# Nail Clippers



## iluvhavs (Jul 21, 2008)

I know this has been discussed a hundred times, and I did use the search function to see if I could find something, but no luck.

Here's my question: I'm in the market for a new nail clipper for the "kids". We now own a quillotine type clipper, that's getting dull (always was dull) and the small breed clipper with nail guard (so you don't cut off too much at a time). I would love to buy a pair that is sharp enough to get a clean cut without twisting or splintering the nail. Is there such a thing?

What clippers do you find best? Do you also file the nail after cutting? I try not to cut too close, to avoid the quick. Am I leaving the nails too long? I hear them clicking on the floor and have heard some say that's not good......

Thanks!


----------



## Thumper (Feb 18, 2007)

Oh this is on my mind too.

Just this morning, I was thinking I need to buy some and start clipping her nails, we have been taking her to the vet by our office and letting them do it, but she hates the vet and has a panic attack when we even get on the road that heads to it,

I want to start trying to do this again, and would love to hear any recommendations as well, so I'll mark this thread 

Has anyone used the Miracle coat Quick finder that flashes a light when its safe to cut? Is it worth the expense?

Kara


----------



## Luciledodd (Sep 5, 2009)

I definitely need that gadget. I cut Rosies nails this morning and wouldn't you know, I cut one to close. She yipped and tried to get away and it bleed and bleed. I just kept clipping though to stop and I would never get her to let me again. After I did 2 more nails, she calmed down and the rest was uneventful. But it really did bleed. By the time we got the bath though it was a distant memory to Rosie. Now if I could just get to stand still for the blow dryer.


----------



## motherslittlehelper (Mar 18, 2010)

I hear you, Lucile! I snipped a nail too close last weekend. Yipped and bled all over - geez, can those things bleed! I had read about the corn starch and that stopped it immediately. I need to get back to walking him more on cement sidewalks - that seems to keep the nails filed off a lot more. But maybe it isn't so good, cuz I hadn't cut them in awhile and he DID NOT LIKE IT! We would do a nail, give a treat. Aug-Dog didn't like the blow dryer either. I now put a towel in my lap, get him situated there and just use my old hair dryer and now he nearly falls asleep. Probably isn't the best set-up, but he tolerates it and I like holding him so it works for us.

Anyway, I am interested in hearing what others use that works well.


----------



## Thumper (Feb 18, 2007)

Aww  poor baby, I've done that once to Gucci, cut and make her bleed, but that is because she fights so much and doesn't make it an easy task, that's why I started letting the vet do it 

has anyone used the styptic powder? Does it work? I read its supposed to stop the bleeding and the pain.

Kara


----------



## davetgabby (Dec 29, 2007)

I like the human ,(large size) ones. You can see better where you're cutting. They stay sharpe a long time. and are cheap.


----------



## LilyMyLove (Jul 11, 2009)

What about the peticure?


----------



## Thumper (Feb 18, 2007)

** DATASET EXCERPTS **
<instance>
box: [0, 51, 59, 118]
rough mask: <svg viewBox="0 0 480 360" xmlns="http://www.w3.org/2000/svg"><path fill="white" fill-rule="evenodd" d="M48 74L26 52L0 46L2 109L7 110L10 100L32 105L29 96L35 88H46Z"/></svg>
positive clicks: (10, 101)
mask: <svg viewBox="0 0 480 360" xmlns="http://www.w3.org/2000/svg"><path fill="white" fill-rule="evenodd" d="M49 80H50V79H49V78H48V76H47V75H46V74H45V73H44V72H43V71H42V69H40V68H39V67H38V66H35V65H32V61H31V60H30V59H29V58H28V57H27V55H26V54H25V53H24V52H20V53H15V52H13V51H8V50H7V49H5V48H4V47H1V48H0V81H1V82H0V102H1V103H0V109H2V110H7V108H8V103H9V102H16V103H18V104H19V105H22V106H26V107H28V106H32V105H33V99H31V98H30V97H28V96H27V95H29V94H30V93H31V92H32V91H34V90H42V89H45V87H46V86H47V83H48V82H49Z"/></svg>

** WORK INSTRUCTION **
Write out the passage of the nail clippers thread between "# Nail Clippers" and "that's not good......", inclusive. The rows have nothing to do with the nail clippers thread.

** SOLUTION TO THIS EXERCISE **
# Nail Clippers



## iluvhavs (Jul 21, 2008)

I know this has been discussed a hundred times, and I did use the search function to see if I could find something, but no luck.

Here's my question: I'm in the market for a new nail clipper for the "kids". We now own a quillotine type clipper, that's getting dull (always was dull) and the small breed clipper with nail guard (so you don't cut off too much at a time). I would love to buy a pair that is sharp enough to get a clean cut without twisting or splintering the nail. Is there such a thing?

What clippers do you find best? Do you also file the nail after cutting? I try not to cut too close, to avoid the quick. Am I leaving the nails too long? I hear them clicking on the floor and have heard some say that's not good......